Records for this task:
— BEGIN —
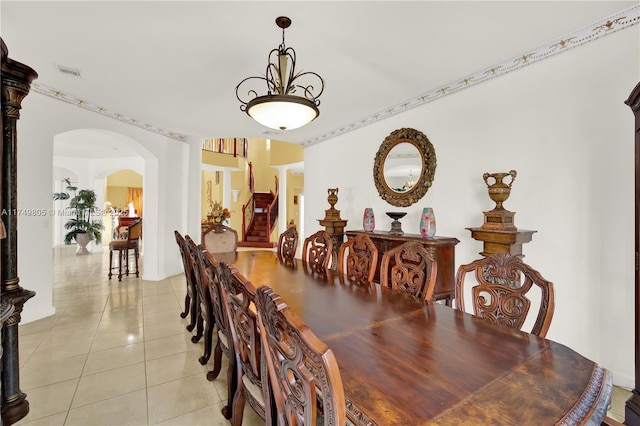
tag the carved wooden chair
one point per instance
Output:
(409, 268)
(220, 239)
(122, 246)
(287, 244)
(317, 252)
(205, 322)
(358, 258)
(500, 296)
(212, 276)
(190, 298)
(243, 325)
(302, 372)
— END —
— BEGIN —
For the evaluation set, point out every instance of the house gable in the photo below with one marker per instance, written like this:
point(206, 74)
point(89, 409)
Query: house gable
— END —
— BEGIN —
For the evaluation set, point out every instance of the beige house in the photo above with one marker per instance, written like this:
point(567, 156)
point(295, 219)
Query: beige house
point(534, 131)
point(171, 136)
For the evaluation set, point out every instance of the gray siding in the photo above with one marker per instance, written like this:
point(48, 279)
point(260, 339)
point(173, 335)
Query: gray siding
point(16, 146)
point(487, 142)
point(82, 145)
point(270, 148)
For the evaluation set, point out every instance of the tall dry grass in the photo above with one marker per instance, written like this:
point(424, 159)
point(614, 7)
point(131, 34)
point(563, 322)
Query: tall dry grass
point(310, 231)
— END —
Give as a numbered list the part of the lines above that opens with the line containing "For the evaluation set, point out every instance of the beige" and closes with the line containing "point(171, 136)", both included, leaving out any blank lines.

1. For the evaluation set, point out every instance of the beige house in the photo above with one marker per instance, written like this:
2. point(567, 156)
3. point(295, 219)
4. Query: beige house
5. point(534, 131)
6. point(171, 136)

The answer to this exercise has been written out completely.